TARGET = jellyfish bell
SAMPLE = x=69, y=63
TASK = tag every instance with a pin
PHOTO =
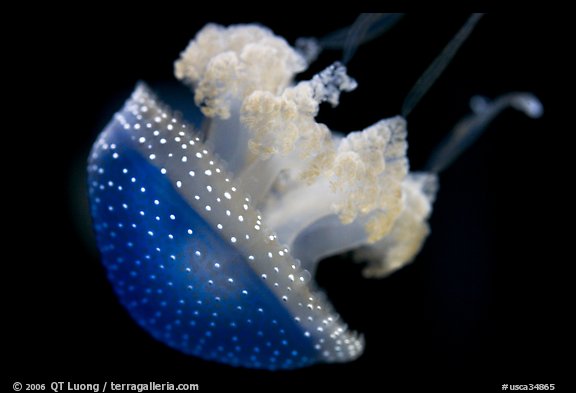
x=211, y=236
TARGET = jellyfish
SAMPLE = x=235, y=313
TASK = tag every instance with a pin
x=211, y=232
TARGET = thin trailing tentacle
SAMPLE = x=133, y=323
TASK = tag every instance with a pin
x=435, y=69
x=471, y=127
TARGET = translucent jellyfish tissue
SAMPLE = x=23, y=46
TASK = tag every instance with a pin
x=211, y=235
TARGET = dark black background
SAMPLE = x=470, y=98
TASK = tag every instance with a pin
x=482, y=305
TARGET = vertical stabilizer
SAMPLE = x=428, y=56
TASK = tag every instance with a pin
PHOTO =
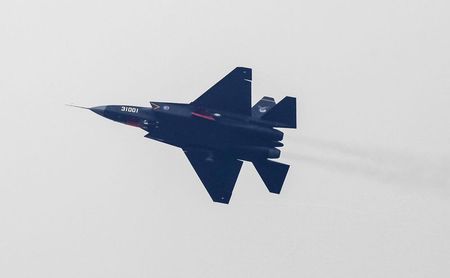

_TASK DESCRIPTION:_ Rewrite every line of the rows above as a numbered list, omitting blank lines and leaving the pictures out.

_FINAL ANSWER:_
1. TARGET = jellyfish bell
2. SAMPLE = x=69, y=63
3. TASK = tag every instance with a pin
4. PHOTO =
5. x=211, y=236
6. TARGET = jellyfish
7. SAMPLE = x=235, y=313
8. TASK = tag every instance with a pin
9. x=211, y=232
10. TARGET = thin trailing tentacle
11. SAMPLE = x=133, y=323
12. TASK = tag every instance with a pin
13. x=435, y=69
14. x=471, y=127
15. TARGET = translucent jellyfish tissue
16. SAMPLE = x=23, y=46
17. TASK = tag every instance with a pin
18. x=211, y=235
19. TARGET = dark black background
20. SAMPLE = x=470, y=98
21. TASK = tag every instance with a pin
22. x=482, y=305
23. TARGET = vertical stabilizer
24. SAMPLE = x=428, y=56
25. TASK = tag every instance with a pin
26. PHOTO =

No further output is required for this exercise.